§ **What you have to do**
Print every line of the listing below word for word, but leave out the pictures.

[Rows of box annotation data]
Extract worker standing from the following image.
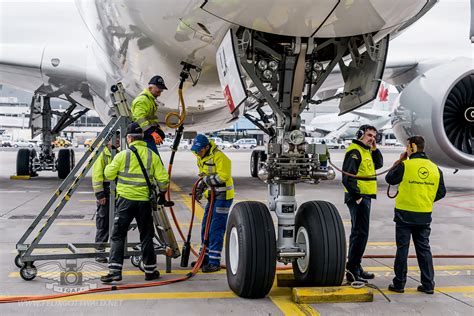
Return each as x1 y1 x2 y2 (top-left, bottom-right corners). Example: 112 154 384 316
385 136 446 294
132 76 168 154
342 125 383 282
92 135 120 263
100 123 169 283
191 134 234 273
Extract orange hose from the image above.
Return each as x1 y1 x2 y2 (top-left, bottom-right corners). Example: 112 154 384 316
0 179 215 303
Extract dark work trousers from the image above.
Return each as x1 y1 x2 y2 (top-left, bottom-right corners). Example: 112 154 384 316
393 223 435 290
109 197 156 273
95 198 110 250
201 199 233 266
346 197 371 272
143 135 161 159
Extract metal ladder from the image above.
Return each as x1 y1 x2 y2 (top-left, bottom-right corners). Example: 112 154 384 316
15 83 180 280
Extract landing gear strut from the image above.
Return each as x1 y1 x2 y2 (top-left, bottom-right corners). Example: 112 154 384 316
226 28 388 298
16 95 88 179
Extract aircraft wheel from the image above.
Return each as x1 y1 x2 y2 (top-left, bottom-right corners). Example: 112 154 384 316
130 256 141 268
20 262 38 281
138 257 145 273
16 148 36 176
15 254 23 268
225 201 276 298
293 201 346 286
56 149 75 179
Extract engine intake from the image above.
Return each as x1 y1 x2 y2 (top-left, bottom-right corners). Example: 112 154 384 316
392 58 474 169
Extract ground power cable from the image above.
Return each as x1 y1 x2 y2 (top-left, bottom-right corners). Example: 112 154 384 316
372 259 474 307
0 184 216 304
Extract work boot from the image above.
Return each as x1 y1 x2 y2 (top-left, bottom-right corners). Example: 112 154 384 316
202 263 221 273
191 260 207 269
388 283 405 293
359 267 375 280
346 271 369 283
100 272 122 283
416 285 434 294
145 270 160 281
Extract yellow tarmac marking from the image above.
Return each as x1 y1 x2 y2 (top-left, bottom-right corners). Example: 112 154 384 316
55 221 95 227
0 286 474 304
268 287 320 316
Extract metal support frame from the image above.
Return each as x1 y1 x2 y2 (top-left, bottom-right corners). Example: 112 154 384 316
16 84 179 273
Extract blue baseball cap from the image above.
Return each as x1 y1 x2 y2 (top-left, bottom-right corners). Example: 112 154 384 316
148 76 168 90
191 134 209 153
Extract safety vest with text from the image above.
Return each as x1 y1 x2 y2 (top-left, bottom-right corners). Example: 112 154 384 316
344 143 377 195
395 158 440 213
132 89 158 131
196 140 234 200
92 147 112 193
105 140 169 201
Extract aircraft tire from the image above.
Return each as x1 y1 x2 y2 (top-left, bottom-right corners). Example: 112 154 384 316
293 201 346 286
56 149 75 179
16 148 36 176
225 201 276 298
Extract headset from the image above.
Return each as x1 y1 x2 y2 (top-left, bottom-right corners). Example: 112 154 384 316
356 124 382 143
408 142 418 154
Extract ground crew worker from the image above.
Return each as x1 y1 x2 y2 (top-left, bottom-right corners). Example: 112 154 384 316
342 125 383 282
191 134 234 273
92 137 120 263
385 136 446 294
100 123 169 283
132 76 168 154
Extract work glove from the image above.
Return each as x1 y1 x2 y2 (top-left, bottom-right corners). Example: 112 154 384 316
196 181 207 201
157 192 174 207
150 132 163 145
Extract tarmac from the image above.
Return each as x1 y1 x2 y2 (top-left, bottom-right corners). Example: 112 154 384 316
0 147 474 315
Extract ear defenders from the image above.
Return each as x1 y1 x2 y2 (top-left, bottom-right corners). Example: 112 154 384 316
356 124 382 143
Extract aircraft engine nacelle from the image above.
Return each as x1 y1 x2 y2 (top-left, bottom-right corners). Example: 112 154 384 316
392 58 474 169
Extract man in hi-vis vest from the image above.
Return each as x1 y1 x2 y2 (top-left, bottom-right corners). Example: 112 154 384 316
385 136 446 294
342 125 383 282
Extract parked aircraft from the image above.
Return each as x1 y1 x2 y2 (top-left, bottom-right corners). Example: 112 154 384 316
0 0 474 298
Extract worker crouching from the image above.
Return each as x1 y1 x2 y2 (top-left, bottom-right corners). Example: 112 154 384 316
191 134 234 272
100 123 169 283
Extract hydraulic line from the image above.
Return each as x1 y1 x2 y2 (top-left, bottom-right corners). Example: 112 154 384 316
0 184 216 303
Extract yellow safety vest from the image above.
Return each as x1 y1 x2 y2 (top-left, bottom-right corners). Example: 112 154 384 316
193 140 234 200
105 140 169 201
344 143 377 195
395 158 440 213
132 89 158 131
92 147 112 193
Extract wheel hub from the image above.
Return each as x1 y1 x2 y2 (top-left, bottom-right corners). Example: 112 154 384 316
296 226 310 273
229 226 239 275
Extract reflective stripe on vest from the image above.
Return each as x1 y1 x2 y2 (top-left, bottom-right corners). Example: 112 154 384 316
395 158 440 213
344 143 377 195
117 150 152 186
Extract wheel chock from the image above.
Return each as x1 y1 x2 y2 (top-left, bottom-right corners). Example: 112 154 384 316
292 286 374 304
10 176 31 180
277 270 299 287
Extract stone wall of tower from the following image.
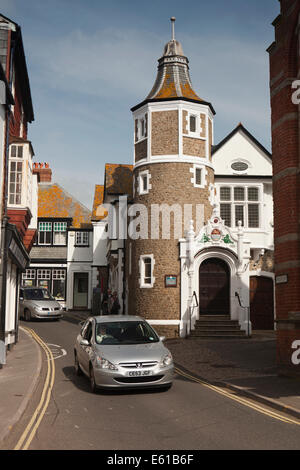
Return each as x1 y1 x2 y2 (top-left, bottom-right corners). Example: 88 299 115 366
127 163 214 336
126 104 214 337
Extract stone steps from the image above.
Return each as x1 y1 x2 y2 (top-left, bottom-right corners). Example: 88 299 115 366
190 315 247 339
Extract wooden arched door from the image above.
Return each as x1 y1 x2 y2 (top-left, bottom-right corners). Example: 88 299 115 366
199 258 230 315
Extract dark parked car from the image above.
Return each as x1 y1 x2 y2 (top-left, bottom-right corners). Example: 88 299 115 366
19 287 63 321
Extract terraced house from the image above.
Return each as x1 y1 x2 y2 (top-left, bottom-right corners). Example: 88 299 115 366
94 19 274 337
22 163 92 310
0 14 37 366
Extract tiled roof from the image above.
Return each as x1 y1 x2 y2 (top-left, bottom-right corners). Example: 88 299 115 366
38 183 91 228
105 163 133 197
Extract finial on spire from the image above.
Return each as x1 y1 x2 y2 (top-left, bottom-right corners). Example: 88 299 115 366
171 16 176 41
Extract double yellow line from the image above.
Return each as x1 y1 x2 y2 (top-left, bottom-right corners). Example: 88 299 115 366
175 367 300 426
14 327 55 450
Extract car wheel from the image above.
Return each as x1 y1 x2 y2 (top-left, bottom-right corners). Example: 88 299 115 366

§ **Exercise answer**
Extract worker standing from the following image.
Return each as x1 y1 x2 y2 (top-left, bottom-right corners). Example: 112 154 384 316
385 136 446 294
132 76 168 154
342 125 383 282
92 135 120 263
100 123 169 283
191 134 234 273
Extract orange hose from the image above.
Return each as x1 y1 x2 y2 (top-left, bottom-right corners). Example: 112 154 384 316
0 179 215 303
Extract dark work trousers from the image above.
Return each as x1 y1 x2 y2 (top-left, bottom-right corners). Example: 112 154 384 316
393 223 435 290
109 197 156 273
95 198 110 250
201 199 233 266
346 197 371 272
143 135 161 159
Extract metal ladder from the image above.
Return each as x1 y1 x2 y2 (top-left, bottom-right corners). Example: 112 154 384 316
15 83 180 280
Extract landing gear strut from the image above.
Return each as x1 y1 x2 y2 (top-left, bottom-right corners). Example: 112 154 384 316
226 28 388 298
16 95 88 179
Extract aircraft wheel from the image above.
Return each as x1 y1 x2 y2 (top-left, bottom-right corners). Example: 112 154 384 316
130 256 141 268
20 262 38 281
138 257 145 273
16 148 36 176
15 254 23 268
225 201 276 298
293 201 346 286
56 149 75 179
Extract engine intake from the image above.
Return each as x1 y1 x2 y2 (top-left, bottom-right corners). Example: 112 154 384 316
392 58 474 169
Extract ground power cable from the image above.
Return each as x1 y1 x2 y2 (top-left, bottom-right corners). Example: 112 154 384 316
372 259 474 307
0 184 216 304
Extract work boot from the image above.
Return each as x1 y1 x2 y2 (top-left, bottom-right corners). Example: 112 154 384 316
202 263 221 273
191 260 207 269
388 283 405 293
359 267 375 280
346 271 369 283
100 272 122 283
416 285 434 294
145 270 160 281
Extract yellow tarmac marking from the image above.
Return each as x1 y1 x2 y2 (top-left, bottom-right corners). Example: 112 154 384 316
55 221 95 227
0 286 474 304
268 287 320 316
Extract metal support frame from the image above.
Return each as x1 y1 x2 y2 (top-left, bottom-right corners). Example: 112 154 384 316
16 84 179 273
Extract blue baseball cap from the image above.
Return each as x1 y1 x2 y2 (top-left, bottom-right corners). Example: 112 154 384 316
148 76 168 90
191 134 209 153
Extract safety vest with text from the image above.
Return each as x1 y1 x2 y2 (top-left, bottom-right corners). Example: 112 154 384 316
344 143 377 195
395 158 440 213
132 89 158 131
196 140 234 200
92 147 112 193
105 140 169 201
Extract aircraft tire from the image above.
Return each as x1 y1 x2 y2 (top-left, bottom-right corners). Example: 112 154 384 316
293 201 346 286
56 149 75 179
16 148 36 176
225 201 276 298
Extract headset from the image above.
Return each as x1 y1 x2 y2 (top-left, bottom-right corners). Example: 112 154 384 316
356 124 382 143
408 142 418 154
Extract ground crew worker from the image above.
Return each as x1 y1 x2 y2 (top-left, bottom-right corners). Example: 112 154 384 316
342 125 383 282
191 134 234 273
92 137 120 263
385 136 446 294
100 123 169 283
132 76 168 154
Extract work glove from the image above.
Return each as x1 y1 x2 y2 (top-left, bottom-right corners). Example: 112 154 384 316
196 181 207 201
157 192 174 207
150 132 163 145
Extract tarmac from the image above.
Return each as x1 y1 x2 y2 (top-left, bottom-right corners). Example: 112 154 384 316
0 147 474 315
Extract ear defenders from the image above.
Return each as x1 y1 x2 y2 (top-left, bottom-right corners). Example: 112 154 384 316
356 124 382 143
Extract aircraft engine nacelle from the image above.
Return each as x1 y1 x2 y2 (top-left, bottom-right corners). Example: 112 154 384 316
392 58 474 169
Extract man in hi-vis vest from the image above.
Return each as x1 y1 x2 y2 (top-left, bottom-right corners). Example: 112 154 384 316
385 136 446 294
342 125 383 282
Extract parked aircraft from the image above.
Return each as x1 y1 x2 y2 (top-left, bottom-right corners). Example: 112 154 384 316
0 0 474 298
Extract worker crouching from the image above.
Return each as x1 y1 x2 y2 (top-left, bottom-right corners). Example: 112 154 384 316
191 134 234 272
100 123 169 283
Extract hydraulic line from the image above.
Return each as x1 y1 x2 y2 (top-left, bottom-right corners). Example: 112 154 384 316
0 184 216 303
Extract yellow safety vest from the image above.
Return each as x1 y1 x2 y2 (top-left, bottom-right corners). Example: 112 154 384 316
193 140 234 200
105 140 169 201
344 143 377 195
395 158 440 213
132 89 158 131
92 147 112 193
Extract wheel hub from the image above.
Return each as x1 y1 x2 y2 (top-left, bottom-right corners). Example: 112 154 384 316
296 226 310 273
229 226 239 275
Extract reflective stripe on vest from the image above.
Return each as x1 y1 x2 y2 (top-left, bottom-right corners). Example: 112 154 384 316
395 158 440 213
344 143 377 195
117 150 152 186
Extract wheel chock from the image above.
Return each as x1 y1 x2 y2 (top-left, bottom-right corners). Example: 112 154 384 316
292 286 374 304
10 176 31 180
277 270 299 287
Extract stone wall of tower from the following image.
Return each as x1 y1 x2 y2 (top-left, bottom-right corners). Example: 88 299 115 366
127 163 214 336
126 104 214 337
Extract stone steps from the image above.
Return each as x1 y1 x2 y2 (top-left, bottom-right corners). Example: 88 299 115 366
190 315 247 339
Extract wooden arched door from the image above.
Return each as x1 y1 x2 y2 (top-left, bottom-right corners). Example: 88 299 115 366
199 258 230 315
Extract dark parked car from the image above.
Return each as x1 y1 x2 y2 (top-left, bottom-right corners). Example: 88 299 115 366
19 287 63 321
Extract terraced house from the image above.
Return each as x1 y1 x2 y2 (top-left, bottom-right corners). Example: 88 299 115 366
94 19 274 337
22 163 92 310
0 14 37 366
Extract tiled roof from the image above.
Return each as x1 y1 x2 y2 (top-left, bottom-right corners). Example: 88 299 115 366
38 183 91 228
105 163 133 197
Extract finial on spire from the image above.
Return each as x1 y1 x2 y2 (top-left, bottom-right corners). Example: 88 299 115 366
171 16 176 41
Extract double yellow line from the image above.
Return each as x1 y1 x2 y2 (top-left, bottom-right corners). Example: 88 299 115 366
175 367 300 426
14 327 55 450
Extract car wheel from the image above.
Return each as x1 y1 x2 y2 (top-left, bottom-right corners). Example: 88 299 115 366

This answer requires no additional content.